The request: Repeat exactly the lines from the line containing "[indicate] the fingernail" to the last line of the listing, including both.

Data:
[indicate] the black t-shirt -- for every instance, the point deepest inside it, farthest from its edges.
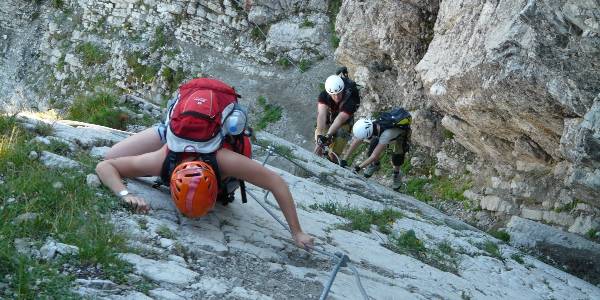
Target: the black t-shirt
(349, 103)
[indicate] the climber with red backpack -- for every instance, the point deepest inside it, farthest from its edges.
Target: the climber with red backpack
(390, 127)
(202, 151)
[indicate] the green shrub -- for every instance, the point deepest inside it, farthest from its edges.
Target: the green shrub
(55, 3)
(271, 113)
(307, 24)
(160, 39)
(173, 78)
(407, 242)
(332, 10)
(501, 235)
(91, 54)
(257, 34)
(144, 73)
(98, 109)
(304, 65)
(518, 258)
(362, 219)
(491, 248)
(73, 214)
(284, 62)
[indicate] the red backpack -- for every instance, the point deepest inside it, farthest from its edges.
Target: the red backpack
(195, 128)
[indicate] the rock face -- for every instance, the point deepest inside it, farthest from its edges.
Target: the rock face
(148, 47)
(516, 82)
(240, 252)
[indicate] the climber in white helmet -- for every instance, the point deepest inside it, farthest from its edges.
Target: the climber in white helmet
(391, 128)
(335, 108)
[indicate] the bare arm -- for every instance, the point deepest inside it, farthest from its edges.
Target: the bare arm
(374, 156)
(239, 166)
(112, 171)
(338, 122)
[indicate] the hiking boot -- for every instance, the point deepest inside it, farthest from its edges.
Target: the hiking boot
(371, 169)
(396, 181)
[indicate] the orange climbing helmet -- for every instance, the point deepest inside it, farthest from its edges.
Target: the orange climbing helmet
(194, 188)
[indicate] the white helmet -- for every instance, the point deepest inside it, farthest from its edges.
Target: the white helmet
(363, 129)
(334, 84)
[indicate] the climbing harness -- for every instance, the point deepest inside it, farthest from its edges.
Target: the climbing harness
(342, 260)
(327, 151)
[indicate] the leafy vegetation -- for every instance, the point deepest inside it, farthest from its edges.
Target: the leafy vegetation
(74, 214)
(257, 34)
(271, 113)
(141, 72)
(160, 39)
(306, 23)
(501, 235)
(91, 54)
(332, 10)
(98, 109)
(284, 62)
(361, 219)
(173, 78)
(304, 65)
(491, 248)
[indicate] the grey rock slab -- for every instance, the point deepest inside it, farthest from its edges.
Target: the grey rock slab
(52, 249)
(84, 134)
(99, 152)
(131, 296)
(164, 294)
(52, 160)
(160, 271)
(96, 283)
(527, 233)
(212, 286)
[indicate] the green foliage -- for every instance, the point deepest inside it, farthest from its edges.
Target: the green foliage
(173, 78)
(332, 10)
(518, 258)
(491, 248)
(55, 3)
(445, 248)
(307, 24)
(144, 73)
(567, 207)
(361, 219)
(165, 232)
(437, 187)
(284, 62)
(407, 242)
(73, 214)
(98, 109)
(271, 113)
(160, 39)
(257, 34)
(304, 65)
(501, 235)
(448, 134)
(91, 54)
(44, 129)
(417, 187)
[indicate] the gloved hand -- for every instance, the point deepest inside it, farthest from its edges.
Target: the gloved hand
(324, 139)
(343, 163)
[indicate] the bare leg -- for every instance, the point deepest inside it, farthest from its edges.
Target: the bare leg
(139, 143)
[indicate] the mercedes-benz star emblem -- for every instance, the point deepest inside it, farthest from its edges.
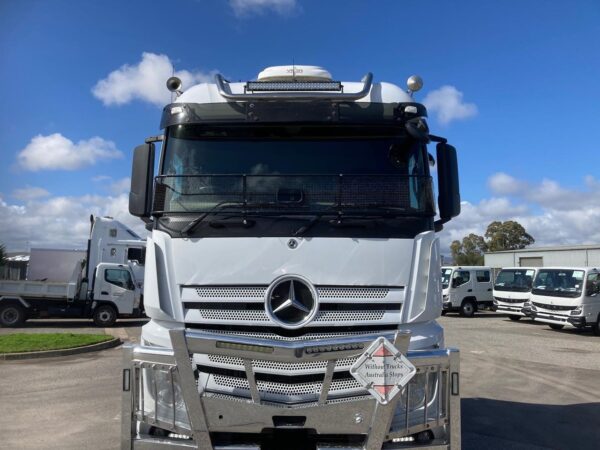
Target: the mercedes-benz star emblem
(291, 302)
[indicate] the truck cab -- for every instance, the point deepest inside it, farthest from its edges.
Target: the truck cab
(466, 289)
(512, 289)
(566, 296)
(115, 293)
(292, 270)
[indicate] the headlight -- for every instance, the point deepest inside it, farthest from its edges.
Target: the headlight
(162, 399)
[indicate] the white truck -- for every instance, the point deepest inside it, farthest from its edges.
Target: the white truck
(103, 285)
(466, 289)
(293, 271)
(566, 296)
(512, 289)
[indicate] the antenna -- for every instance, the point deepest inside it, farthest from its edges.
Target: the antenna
(172, 76)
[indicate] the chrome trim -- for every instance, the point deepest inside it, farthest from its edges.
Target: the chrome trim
(221, 413)
(222, 86)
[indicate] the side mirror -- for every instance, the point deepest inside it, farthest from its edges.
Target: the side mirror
(142, 177)
(448, 187)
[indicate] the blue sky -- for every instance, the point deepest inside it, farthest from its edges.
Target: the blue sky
(513, 84)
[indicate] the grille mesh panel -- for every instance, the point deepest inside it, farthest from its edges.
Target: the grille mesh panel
(285, 388)
(230, 292)
(286, 367)
(244, 315)
(351, 292)
(306, 337)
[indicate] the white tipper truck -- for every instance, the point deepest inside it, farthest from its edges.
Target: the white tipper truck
(293, 271)
(566, 296)
(512, 289)
(104, 285)
(466, 289)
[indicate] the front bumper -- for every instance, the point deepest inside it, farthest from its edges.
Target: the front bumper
(512, 310)
(208, 414)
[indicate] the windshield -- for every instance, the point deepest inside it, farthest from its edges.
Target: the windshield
(446, 277)
(558, 282)
(296, 169)
(515, 280)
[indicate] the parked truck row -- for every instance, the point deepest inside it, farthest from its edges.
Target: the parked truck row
(105, 284)
(558, 296)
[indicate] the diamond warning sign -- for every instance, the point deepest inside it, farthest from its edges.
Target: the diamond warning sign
(383, 370)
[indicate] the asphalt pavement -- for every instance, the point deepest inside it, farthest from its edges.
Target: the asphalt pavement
(524, 386)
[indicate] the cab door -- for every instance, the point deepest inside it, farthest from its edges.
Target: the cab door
(461, 286)
(483, 286)
(114, 283)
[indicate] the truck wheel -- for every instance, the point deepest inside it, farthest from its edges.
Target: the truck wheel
(105, 316)
(12, 315)
(468, 308)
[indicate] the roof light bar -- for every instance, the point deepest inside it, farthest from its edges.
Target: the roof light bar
(293, 86)
(225, 91)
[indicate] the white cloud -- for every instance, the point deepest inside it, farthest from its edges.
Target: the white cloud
(120, 186)
(448, 105)
(60, 222)
(551, 213)
(247, 7)
(145, 81)
(30, 193)
(56, 152)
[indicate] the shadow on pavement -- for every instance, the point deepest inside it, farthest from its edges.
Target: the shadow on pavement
(498, 424)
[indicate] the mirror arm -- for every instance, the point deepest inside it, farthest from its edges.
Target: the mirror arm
(440, 139)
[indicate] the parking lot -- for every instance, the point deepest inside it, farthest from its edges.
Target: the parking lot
(523, 385)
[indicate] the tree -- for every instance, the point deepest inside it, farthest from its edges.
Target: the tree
(509, 235)
(469, 252)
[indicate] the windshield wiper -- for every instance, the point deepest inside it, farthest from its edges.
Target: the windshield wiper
(194, 223)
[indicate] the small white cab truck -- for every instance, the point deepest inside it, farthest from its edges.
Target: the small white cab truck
(566, 296)
(466, 289)
(103, 285)
(512, 289)
(293, 270)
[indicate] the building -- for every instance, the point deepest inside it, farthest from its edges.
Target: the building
(570, 256)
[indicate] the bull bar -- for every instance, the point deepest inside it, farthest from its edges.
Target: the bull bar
(208, 413)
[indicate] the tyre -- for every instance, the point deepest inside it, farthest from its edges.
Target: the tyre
(468, 308)
(105, 316)
(596, 327)
(12, 315)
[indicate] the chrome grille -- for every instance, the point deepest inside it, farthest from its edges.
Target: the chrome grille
(554, 307)
(304, 337)
(352, 292)
(345, 363)
(271, 387)
(344, 311)
(231, 292)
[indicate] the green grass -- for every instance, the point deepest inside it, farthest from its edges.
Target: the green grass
(33, 342)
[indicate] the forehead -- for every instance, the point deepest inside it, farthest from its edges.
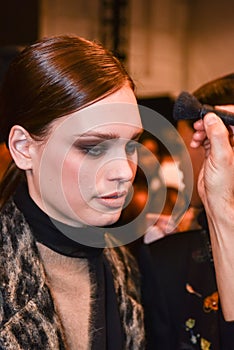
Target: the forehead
(122, 119)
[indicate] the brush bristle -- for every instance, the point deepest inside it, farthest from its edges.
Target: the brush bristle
(186, 107)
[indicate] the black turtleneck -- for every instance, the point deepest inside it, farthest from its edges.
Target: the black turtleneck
(105, 309)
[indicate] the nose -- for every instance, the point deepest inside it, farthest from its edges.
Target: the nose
(122, 170)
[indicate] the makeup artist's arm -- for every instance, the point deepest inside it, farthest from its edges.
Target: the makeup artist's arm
(216, 188)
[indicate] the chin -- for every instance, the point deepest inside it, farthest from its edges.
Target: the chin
(108, 219)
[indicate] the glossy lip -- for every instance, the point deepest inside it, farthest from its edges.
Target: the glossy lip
(113, 200)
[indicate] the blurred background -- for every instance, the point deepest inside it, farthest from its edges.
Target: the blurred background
(167, 45)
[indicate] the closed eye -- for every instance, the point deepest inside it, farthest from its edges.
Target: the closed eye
(132, 147)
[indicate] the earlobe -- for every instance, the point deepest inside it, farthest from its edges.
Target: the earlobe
(19, 146)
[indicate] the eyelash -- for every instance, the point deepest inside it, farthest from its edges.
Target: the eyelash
(96, 151)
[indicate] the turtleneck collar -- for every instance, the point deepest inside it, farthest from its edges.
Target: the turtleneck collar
(47, 233)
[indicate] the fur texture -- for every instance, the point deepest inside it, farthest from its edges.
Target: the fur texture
(28, 318)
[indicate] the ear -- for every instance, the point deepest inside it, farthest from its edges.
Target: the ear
(19, 146)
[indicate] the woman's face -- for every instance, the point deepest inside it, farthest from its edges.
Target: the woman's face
(82, 173)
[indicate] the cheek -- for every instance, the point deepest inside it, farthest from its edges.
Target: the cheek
(78, 179)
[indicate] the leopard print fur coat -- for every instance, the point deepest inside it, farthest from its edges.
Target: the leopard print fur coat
(27, 315)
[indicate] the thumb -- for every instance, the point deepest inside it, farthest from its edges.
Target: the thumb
(217, 134)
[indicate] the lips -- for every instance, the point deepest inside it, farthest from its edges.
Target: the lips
(113, 200)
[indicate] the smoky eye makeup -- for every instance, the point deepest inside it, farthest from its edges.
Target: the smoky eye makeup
(93, 148)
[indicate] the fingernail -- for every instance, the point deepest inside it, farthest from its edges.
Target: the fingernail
(211, 119)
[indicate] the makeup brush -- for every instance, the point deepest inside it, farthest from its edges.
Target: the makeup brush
(188, 107)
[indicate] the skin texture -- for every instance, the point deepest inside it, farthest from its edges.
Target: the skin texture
(81, 173)
(216, 188)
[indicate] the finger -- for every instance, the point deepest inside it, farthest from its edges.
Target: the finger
(199, 125)
(218, 135)
(198, 138)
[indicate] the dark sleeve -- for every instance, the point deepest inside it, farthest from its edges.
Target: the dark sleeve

Reply:
[indicate] the fingernail -- for every instance, the point deepest inside it, farthest from its edges.
Target: the fingernail
(211, 119)
[indicate] the makeup brush -- for every instance, the point deepest inside it, farthest from its edges.
Target: the makeup brush
(188, 107)
[indicate] the skin texture -- for every instance, the point deepest inside it, farthest from its edges.
Target: the skin texture
(81, 173)
(216, 188)
[indicate] the finger -- for every instance, the point deepest inside it, farthest from its edges.
Target: the finger
(199, 125)
(218, 135)
(198, 138)
[indicate] the dark sleeve -- for every instance, the point deepest inside it, farthest from its edges.
Target: the dark sleeve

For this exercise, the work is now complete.